— Exercício —
No texto sobre o livro de Doug Lemov, quem vai avaliar as escolas estaduais cearenses onde o programa da Fundação Lemann será implementado?

Quando foi lançado
há cinco anos nos Estados Unidos, o livro do educador Doug Lemov foi recebido
com um misto de entusiasmo e crítica. Diretor de uma rede de escolas privadas
que atendem alunos pobres com recursos públicos, Lemov observou e filmou por
cinco anos a atuação de bons professores em sala de aula.
Desse trabalho surgiu
“Teach Like a Champion”, traduzido no Brasil pela Fundação Lemann como “Aula
Nota Dez”. Num mercado repleto de publicações sobre teorias pedagógicas, mas
com quase nada sobre práticas de sala de aula, o livro virou rapidamente um
best-seller.
Até hoje, no
entanto, há quem o critique por dar ênfase demasiada à prática e desprezar
teorias. Lemov responde afirmando que seu livro não tem a pretensão de ser o
único a ser usado em escolas. O problema, afirma, é que boa parte das teorias
pedagógicas é feita por profissionais que estão fora de sala de aula.
Para ele,
o professor não pode ser tratado só como alguém que executará a teoria de
outros. Precisa ser respeitado também como alguém que tem soluções a dar para
os problemas que ele mesmo vivencia na prática.
Lemov está lançando
nos Estados Unidos uma segunda versão de seu livro. E terá seu trabalho
avaliado no Brasil. Além da tradução de “Aula Nota Dez”, a Fundação Lemann
elaborou um programa de gestão de sala de aula para formação de professores e
coordenadores pedagógicos, baseado nas 49 técnicas descritas pelo educador
americano. O programa será implementado em escolas estaduais cearenses, que
serão avaliadas pelo Banco Mundial.
O Globo – O senhor continuou
estudando técnicas de bons professores após seu primeiro livro?
Doug Lemov -
Sim. O livro lista 49 técnicas de grandes professores. Percebi que várias vezes
me perguntavam sobre quais delas seriam as mais importantes. Isso me levou a
reorganizar o livro em torno de quatro ideias principais e incluir técnicas que
não constavam do primeiro.
O Globo – Quais seriam essas ideias
principais?
Lemov – Uma das mais importantes é a que eu chamo de
“checar pelo aprendizado.” A marca de um grande professor é entender a
diferença entre “eu ensinei” e “eles aprenderam”. Esses profissionais estão
constantemente querendo entender não apenas o que os estudantes sabem, mas
principalmente aquilo que não sabem. Numa das técnicas, que descrevo como a
“cultura do erro”, fizemos um vídeo de um professor que circula pela sala de
aula e percebe que muitos alunos estão cometendo erros comuns. Um deles mostra
ao professor seu erro, e o professor diz “que bom que você cometeu esse erro,
pois isso me permitirá ajudá-lo melhor. Vamos aprender a partir disso”. Parece
algo óbvio, mas o importante aqui é o professor passar a mensagem aos alunos de
que é normal estar errado, e que errar é parte importante do caminho para o
aprendizado.

(Trechos de dados de regiões rotuladas)
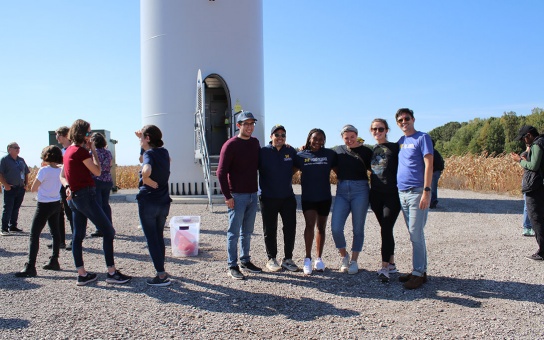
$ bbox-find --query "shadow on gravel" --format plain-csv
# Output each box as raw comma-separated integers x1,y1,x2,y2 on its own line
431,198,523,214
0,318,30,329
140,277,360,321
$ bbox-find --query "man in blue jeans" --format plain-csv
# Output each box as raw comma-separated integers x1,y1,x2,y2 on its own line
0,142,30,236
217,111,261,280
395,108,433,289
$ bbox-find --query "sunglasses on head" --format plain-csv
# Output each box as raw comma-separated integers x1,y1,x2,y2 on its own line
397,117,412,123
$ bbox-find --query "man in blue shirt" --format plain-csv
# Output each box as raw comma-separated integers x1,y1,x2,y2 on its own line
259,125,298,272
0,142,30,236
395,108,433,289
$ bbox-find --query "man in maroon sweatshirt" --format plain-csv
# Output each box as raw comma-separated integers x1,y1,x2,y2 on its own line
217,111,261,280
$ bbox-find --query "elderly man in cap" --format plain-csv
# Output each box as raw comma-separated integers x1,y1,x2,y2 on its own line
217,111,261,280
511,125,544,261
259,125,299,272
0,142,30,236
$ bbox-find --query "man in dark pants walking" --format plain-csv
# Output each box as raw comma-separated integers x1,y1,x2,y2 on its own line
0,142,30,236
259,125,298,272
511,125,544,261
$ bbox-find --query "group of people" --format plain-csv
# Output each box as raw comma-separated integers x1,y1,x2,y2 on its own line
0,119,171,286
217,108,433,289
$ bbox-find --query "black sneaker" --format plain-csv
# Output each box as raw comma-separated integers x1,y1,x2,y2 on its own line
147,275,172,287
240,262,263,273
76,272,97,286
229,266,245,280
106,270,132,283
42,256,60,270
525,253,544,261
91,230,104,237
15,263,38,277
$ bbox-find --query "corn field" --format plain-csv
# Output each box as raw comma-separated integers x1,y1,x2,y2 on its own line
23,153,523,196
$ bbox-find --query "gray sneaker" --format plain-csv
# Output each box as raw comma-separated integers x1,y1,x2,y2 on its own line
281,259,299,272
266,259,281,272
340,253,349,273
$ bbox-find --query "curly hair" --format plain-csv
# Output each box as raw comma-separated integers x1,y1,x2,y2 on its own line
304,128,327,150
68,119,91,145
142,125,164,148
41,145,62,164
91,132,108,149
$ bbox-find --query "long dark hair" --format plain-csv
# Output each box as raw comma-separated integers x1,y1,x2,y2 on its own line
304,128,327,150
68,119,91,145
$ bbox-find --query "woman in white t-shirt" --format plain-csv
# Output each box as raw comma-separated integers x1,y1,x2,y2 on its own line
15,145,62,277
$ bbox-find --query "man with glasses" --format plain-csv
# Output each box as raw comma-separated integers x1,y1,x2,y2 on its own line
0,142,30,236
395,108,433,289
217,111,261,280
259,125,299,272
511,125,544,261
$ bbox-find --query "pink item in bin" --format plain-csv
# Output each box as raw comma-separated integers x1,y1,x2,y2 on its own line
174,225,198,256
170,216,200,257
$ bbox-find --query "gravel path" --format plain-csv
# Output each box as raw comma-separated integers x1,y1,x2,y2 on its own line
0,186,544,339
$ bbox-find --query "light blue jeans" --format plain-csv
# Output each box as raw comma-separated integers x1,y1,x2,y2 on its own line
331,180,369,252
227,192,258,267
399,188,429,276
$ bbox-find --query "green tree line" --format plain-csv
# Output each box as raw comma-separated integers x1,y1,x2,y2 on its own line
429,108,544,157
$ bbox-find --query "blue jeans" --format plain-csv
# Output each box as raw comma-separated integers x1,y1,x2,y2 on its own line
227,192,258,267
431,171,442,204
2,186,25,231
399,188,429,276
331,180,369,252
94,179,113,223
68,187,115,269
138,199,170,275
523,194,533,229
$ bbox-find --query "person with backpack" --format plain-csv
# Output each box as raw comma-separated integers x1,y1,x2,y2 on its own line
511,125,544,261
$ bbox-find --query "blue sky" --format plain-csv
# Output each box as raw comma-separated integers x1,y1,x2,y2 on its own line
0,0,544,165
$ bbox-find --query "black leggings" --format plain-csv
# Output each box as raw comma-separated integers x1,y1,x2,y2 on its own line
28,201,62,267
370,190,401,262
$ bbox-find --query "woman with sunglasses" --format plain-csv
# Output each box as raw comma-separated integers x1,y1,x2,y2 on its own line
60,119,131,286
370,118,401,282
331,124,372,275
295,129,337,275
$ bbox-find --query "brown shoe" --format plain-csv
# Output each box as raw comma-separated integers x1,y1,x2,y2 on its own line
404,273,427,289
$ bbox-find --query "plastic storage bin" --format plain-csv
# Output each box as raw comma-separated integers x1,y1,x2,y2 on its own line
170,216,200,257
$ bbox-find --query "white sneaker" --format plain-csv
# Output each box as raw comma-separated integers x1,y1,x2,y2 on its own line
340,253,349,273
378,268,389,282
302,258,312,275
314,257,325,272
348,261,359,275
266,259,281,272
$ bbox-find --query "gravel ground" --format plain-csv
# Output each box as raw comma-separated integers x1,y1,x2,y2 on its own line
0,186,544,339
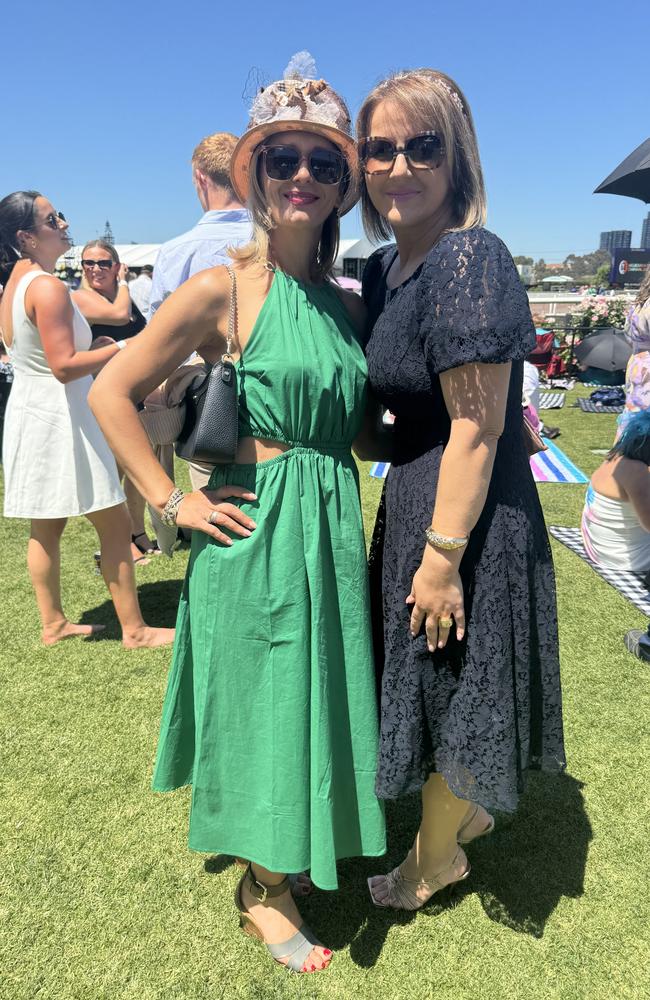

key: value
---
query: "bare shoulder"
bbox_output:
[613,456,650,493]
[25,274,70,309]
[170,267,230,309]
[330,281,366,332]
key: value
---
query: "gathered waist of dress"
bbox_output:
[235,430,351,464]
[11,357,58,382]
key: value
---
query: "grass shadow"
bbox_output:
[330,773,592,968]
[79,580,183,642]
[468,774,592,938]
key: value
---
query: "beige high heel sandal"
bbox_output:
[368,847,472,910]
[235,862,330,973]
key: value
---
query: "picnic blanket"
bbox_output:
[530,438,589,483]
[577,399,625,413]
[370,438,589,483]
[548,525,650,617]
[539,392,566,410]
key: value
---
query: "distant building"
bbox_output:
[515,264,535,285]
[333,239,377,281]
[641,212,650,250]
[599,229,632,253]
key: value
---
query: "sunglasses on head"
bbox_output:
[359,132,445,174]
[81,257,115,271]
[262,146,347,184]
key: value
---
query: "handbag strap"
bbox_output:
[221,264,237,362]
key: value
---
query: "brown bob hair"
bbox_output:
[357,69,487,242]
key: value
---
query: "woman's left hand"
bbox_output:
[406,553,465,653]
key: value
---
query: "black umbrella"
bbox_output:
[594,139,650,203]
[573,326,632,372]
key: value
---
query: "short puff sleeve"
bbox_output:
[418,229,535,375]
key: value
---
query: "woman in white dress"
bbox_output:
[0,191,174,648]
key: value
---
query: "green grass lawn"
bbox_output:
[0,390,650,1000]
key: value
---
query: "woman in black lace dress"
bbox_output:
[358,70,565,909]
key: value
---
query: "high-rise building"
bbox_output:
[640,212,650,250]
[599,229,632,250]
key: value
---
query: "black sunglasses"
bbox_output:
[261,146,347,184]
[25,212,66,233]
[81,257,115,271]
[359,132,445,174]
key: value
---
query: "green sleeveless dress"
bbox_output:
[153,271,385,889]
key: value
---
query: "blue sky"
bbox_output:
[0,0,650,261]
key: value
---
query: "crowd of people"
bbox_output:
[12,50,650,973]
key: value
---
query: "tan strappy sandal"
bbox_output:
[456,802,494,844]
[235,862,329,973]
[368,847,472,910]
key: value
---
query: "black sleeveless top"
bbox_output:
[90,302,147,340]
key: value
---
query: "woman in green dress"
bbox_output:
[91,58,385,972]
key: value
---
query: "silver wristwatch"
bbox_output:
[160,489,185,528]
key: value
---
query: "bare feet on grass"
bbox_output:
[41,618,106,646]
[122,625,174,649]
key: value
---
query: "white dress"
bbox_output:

— Tarefa feita —
O Banco Mundial.